===== TASK MATERIAL

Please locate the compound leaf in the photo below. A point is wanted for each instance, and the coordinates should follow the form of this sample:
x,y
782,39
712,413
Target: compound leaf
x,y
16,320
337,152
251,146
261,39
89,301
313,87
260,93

==========

__WHAT TO PRODUCE__: Can you recast every line of the items above as a Markdown table with a "Row" column for the row number and a "Line" column for the line, leaving out blank lines?

__EXERCISE SOLUTION__:
| Row | Line |
|---|---|
| 1 | Please locate the compound leaf in the photo below. A point is wanted for each instance, and the coordinates should follow the form of this sample: |
| 2 | x,y |
| 3 | 782,39 |
| 4 | 712,413 |
| 5 | Target: compound leaf |
| 6 | x,y |
| 7 | 16,320 |
| 8 | 337,152 |
| 9 | 251,146 |
| 10 | 261,39 |
| 11 | 89,301 |
| 12 | 313,87 |
| 13 | 260,93 |